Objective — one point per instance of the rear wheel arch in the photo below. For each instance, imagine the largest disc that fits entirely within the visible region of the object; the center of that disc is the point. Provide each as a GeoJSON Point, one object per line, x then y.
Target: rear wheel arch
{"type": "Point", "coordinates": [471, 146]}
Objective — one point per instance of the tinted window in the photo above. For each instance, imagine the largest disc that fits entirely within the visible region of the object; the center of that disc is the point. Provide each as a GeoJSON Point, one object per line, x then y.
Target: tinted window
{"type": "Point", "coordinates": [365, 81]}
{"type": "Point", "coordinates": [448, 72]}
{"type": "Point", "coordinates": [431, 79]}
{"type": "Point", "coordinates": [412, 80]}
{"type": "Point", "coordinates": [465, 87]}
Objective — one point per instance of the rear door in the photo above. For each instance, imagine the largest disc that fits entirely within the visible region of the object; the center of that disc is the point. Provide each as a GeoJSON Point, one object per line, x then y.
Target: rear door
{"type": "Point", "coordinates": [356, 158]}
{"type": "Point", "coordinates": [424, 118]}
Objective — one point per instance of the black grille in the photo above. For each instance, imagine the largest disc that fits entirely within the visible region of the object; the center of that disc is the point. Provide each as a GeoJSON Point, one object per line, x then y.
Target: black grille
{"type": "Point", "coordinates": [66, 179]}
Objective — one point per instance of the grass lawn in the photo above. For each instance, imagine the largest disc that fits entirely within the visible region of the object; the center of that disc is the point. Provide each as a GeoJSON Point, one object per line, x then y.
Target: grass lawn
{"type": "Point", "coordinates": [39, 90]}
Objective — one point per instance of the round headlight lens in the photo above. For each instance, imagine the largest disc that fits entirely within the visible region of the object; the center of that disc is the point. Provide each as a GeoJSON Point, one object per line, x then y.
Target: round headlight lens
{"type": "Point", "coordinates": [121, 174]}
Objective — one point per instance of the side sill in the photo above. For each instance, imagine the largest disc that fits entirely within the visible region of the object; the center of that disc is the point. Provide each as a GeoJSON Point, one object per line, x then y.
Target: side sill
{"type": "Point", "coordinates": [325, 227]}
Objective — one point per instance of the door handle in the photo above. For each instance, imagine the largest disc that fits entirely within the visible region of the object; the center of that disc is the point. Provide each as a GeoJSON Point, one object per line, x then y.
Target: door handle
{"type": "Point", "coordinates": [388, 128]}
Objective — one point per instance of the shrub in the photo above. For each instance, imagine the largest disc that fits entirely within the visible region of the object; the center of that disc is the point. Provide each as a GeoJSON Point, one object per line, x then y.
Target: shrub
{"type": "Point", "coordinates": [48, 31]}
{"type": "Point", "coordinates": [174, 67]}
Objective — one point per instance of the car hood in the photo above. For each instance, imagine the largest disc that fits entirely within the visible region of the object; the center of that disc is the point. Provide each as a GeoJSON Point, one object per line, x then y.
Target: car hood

====

■ **Your instructions**
Recast every line of the records above as a numbered list, leaving out any blank lines.

■ **Task result**
1. Objective — one point per instance of the rear wheel arch in the photo below. For each instance, imagine the largest disc that fits entirely within the visible region of the object; the center of that disc is the point. Provide each as a GeoJSON Point, one object per line, x then y.
2. Target: rear wheel arch
3. {"type": "Point", "coordinates": [471, 146]}
4. Objective — one point per instance of the tinted window in the photo above. For each instance, imagine the largest disc that fits entirely within the visible region of the object; the center of that disc is the point. Provide each as a GeoJSON Point, one object per line, x then y.
5. Target: tinted window
6. {"type": "Point", "coordinates": [365, 81]}
7. {"type": "Point", "coordinates": [448, 72]}
8. {"type": "Point", "coordinates": [431, 79]}
9. {"type": "Point", "coordinates": [412, 80]}
10. {"type": "Point", "coordinates": [465, 87]}
11. Objective — one point per instance of the rear door in the photo above. For each instance, imagine the largest disc that fits entirely within the visible region of the object; the center of that disc is the point. Provide each as a GeoJSON Point, one object per line, x then y.
12. Target: rear door
13. {"type": "Point", "coordinates": [356, 158]}
14. {"type": "Point", "coordinates": [424, 118]}
15. Objective — one point per instance of the black grille in the photo above. For each instance, imagine the largest disc that fits entirely within the visible region of the object; the center of that disc is the point. Provide each as a GeoJSON Point, one object per line, x then y.
16. Target: black grille
17. {"type": "Point", "coordinates": [66, 179]}
18. Objective — one point per instance of the grass lawn in the photo above. For each instance, imagine the largest disc that fits entirely within the visible region of the object; the center of that disc is the point. Provide each as a GeoJSON Point, one object per line, x then y.
19. Target: grass lawn
20. {"type": "Point", "coordinates": [39, 90]}
21. Objective — one point per instance of the round headlight lens in the photo above. For each instance, imagine the largest disc that fits entirely within the visible region of the object; the center of that disc is the point. Provide each as a GeoJSON Point, one object per line, x then y.
22. Target: round headlight lens
23. {"type": "Point", "coordinates": [121, 174]}
24. Objective — one point per instance of the side sill in the photo above. For each instance, imagine the largest disc that fits entirely within the visible region of the object; the center of that disc is the point. Provide each as a GeoJSON Point, one object per line, x then y.
25. Target: side sill
26. {"type": "Point", "coordinates": [325, 227]}
27. Objective — one point per instance of the door handle in the photo above. For each instance, imagine the largest disc that fits entirely within the visible region of the object; the center of that disc is the point. Provide each as a GeoJSON Point, one object per line, x then y.
28. Target: door handle
29. {"type": "Point", "coordinates": [388, 128]}
30. Objective — one point per instance of the shrub in the photo above. For each instance, imagine the largest disc that fits entirely within the visible region of the object; the center of that disc is the point. Provide each as a GeoJSON Point, one object per line, x then y.
31. Target: shrub
32. {"type": "Point", "coordinates": [48, 31]}
33. {"type": "Point", "coordinates": [174, 67]}
34. Objective — one point per instance of the car hood in the photo above. For each instance, imagine the largest disc that fits entirely within the visible region of the object; the center of that disc is the point. Provide each as a GeoJSON Point, one object per line, x then y.
35. Target: car hood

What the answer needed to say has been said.